RECORDED DATA —
----------------------------------------
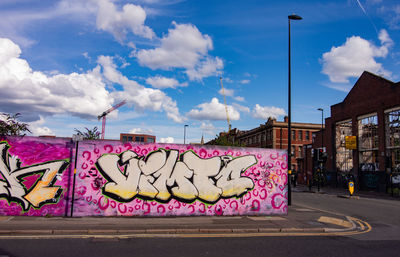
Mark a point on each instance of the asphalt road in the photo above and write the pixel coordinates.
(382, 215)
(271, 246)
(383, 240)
----------------------------------------
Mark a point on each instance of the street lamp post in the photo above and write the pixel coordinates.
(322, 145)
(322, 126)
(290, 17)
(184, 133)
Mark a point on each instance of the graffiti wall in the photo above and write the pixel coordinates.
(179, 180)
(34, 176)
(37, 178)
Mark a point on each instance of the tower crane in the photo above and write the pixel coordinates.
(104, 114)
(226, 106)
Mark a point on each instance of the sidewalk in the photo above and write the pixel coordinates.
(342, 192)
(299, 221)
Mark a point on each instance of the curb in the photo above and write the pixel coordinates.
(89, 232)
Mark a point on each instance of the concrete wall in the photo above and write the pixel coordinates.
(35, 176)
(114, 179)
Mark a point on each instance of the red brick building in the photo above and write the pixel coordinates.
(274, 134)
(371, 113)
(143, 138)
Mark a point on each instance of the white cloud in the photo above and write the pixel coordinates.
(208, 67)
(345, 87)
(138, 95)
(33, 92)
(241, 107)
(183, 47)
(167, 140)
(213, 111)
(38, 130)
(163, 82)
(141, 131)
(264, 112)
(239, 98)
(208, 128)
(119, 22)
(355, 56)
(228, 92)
----------------------------------------
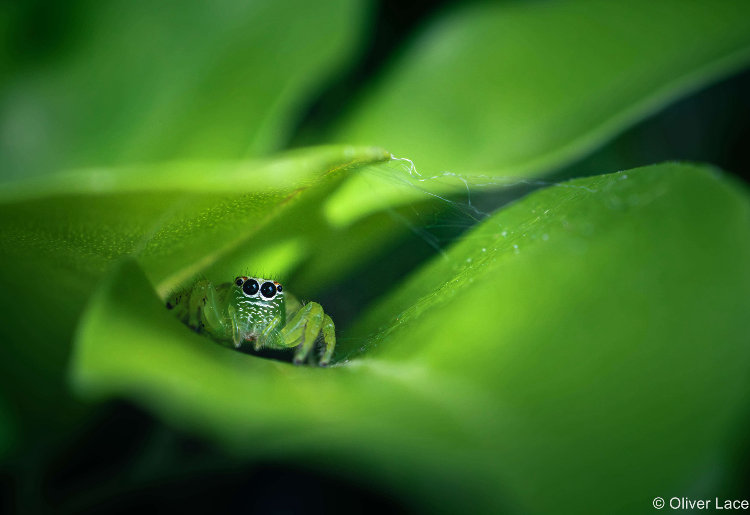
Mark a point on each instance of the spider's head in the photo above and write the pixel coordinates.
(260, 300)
----------------------------------------
INSTRUCTIONS TO FOLLOW —
Please list every line from the items above that contains the word "wall", copying each line in full.

EXERCISE OUTPUT —
Mark a point on each instance of the graffiti wall in the photo above and write the pixel coordinates.
Mark a point on each instance of the concrete wall in the photo above and write the pixel coordinates.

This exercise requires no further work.